TASK DETAILS:
The records below are to be restated word for word, with their images omitted.

EXTRACTED RECORDS:
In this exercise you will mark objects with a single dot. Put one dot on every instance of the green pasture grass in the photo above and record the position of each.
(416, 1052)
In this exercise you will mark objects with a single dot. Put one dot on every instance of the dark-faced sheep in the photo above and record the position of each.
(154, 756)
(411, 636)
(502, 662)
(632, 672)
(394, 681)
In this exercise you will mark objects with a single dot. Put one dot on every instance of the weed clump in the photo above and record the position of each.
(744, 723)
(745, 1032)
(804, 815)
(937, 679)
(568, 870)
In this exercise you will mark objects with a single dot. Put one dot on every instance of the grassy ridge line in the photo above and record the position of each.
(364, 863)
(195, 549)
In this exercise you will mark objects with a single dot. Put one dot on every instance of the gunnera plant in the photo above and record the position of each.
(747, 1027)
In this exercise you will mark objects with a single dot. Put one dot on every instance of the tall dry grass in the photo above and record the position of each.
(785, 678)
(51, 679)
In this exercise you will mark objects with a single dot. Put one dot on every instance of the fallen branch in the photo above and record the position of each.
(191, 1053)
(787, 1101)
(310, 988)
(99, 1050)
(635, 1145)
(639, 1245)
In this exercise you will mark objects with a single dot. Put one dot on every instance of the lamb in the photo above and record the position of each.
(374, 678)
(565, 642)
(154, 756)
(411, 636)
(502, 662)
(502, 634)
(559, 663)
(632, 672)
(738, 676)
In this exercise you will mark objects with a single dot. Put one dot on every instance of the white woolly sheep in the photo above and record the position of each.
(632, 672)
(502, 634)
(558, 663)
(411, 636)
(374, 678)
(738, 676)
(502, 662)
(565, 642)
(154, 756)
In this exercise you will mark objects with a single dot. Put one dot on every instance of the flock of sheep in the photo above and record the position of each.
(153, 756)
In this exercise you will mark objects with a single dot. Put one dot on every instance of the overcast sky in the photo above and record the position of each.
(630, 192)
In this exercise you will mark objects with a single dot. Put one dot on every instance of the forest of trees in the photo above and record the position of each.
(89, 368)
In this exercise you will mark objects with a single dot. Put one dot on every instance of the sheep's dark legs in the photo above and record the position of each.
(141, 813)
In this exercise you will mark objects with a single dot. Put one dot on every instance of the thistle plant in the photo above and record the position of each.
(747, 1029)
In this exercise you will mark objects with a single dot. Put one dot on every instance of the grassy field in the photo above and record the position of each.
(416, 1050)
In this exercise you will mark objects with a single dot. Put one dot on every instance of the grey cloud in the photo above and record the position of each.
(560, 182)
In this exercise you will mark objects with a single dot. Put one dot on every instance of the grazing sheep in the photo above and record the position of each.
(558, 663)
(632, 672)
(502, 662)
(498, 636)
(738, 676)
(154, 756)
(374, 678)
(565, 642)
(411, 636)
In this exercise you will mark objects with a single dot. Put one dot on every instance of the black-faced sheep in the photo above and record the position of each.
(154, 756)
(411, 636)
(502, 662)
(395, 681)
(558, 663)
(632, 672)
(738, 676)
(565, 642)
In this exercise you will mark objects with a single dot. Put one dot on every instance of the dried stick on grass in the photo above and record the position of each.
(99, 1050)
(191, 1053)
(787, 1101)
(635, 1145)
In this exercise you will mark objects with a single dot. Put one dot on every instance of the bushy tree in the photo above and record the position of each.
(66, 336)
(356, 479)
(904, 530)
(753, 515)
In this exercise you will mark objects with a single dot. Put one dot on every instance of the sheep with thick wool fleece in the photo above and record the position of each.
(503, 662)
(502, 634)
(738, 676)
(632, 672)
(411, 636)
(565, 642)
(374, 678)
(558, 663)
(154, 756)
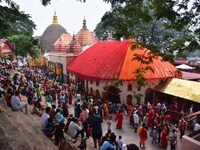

EXERCISE RESPONSE:
In this exercise you will mark objects with a single dot. Put one dot on every instance of the green pasture grass in the photo above and record the position of each.
(416, 1052)
In this exercise you will mark objects with a single dot. Put one dot on every instance of the dark-faced sheep in the photo above and record the position of each.
(154, 756)
(411, 636)
(502, 662)
(632, 672)
(394, 681)
In this exercise you will mark objects with a single dot. Put one dot on every instance of the weed clump in the photo above and record the position of each.
(744, 723)
(745, 1032)
(804, 815)
(937, 679)
(568, 870)
In this exercise you will mark objects with a single dot. Put one dot on every instance of the grassy ridge line in the photo above and record the position of each.
(364, 863)
(195, 549)
In this exercise you will mark objects with a single dot. Put one dot on every instance of the gunnera plant in the photo above and record the position of each.
(747, 1027)
In this exercise you will mark objects with a single dot. Put one dot on every instance of the tall dry grass in the photo above and record the position of each.
(785, 678)
(51, 679)
In this exercise you will mark objects with a single dot. Put one dot on every instance of the fallen branch in the photo above and record the position of each.
(191, 1053)
(787, 1101)
(310, 988)
(99, 1050)
(635, 1145)
(639, 1245)
In this exercise you will mark objects with a single dot. Put one dot on every instance of the lamb in the photo above and record the position of each.
(374, 678)
(565, 642)
(154, 756)
(411, 636)
(502, 662)
(502, 634)
(559, 663)
(632, 672)
(738, 676)
In this exercise you will mark objects with a single dot. Put one dot on every instance of the white woolly sheep in the photo above and record the position of each.
(632, 672)
(502, 634)
(558, 663)
(411, 636)
(374, 678)
(738, 676)
(502, 662)
(565, 642)
(154, 756)
In this exercise you will mark objects with a single dot. Put one dot on every instance of the flock of sheep in the photo above and record the position of each.
(153, 756)
In this exercise you will mark objects with a single dot. Put one dot on every instance of the overcast sky in the photo above and record the position of each.
(630, 192)
In this exercise you will mark objects with a single dot. Put one dot on every instance of the forest of trees in the photo above and record the position of each.
(89, 368)
In this exercise you will mark objects with a single dot. Put one dot on every instance of the sheep's dark legs in the photo above and record the position of each.
(141, 813)
In this exercise you will mark objects with a single dot. Put one dot on every instance of the thistle plant in the photo above and record the position of each.
(747, 1029)
In this exercise you will mark objects with a single dot. Put one dot on every instance of the grassy field in the photo above and record the position of each.
(416, 1050)
In this exercise you will mark objects with a single dot. Put one dot on every instance of the grey cloud in the photo above and record the position of each.
(560, 182)
In this exercise you will mark objects with a single dot. Put one dot on every instance of the grazing sheep in the photo above and record the position of each.
(558, 663)
(632, 672)
(502, 662)
(498, 636)
(738, 676)
(154, 756)
(374, 678)
(565, 642)
(411, 636)
In this exercise you will mark objects with a single dot. Put one dot on every instance of the black-faced sheep in the photo above and record the position of each.
(154, 756)
(411, 636)
(502, 662)
(395, 681)
(558, 663)
(632, 672)
(738, 676)
(565, 642)
In this exercise you will mark objects with a single dot. Put one dot on every instance of the dried stick on grass in the photo above and record the position of each.
(99, 1050)
(191, 1053)
(787, 1101)
(635, 1145)
In this exercise you will mark objects with a single dot. Put one dot on every instance of the bushy tree in the photo above and record the position of each.
(66, 336)
(356, 479)
(904, 530)
(753, 515)
In this exercise you will mark objects with a single dot. Put one dot on every instance of the sheep with thick wool fleece in the photo above and record the position of each.
(503, 662)
(502, 634)
(738, 676)
(632, 672)
(411, 636)
(565, 642)
(374, 678)
(558, 663)
(154, 756)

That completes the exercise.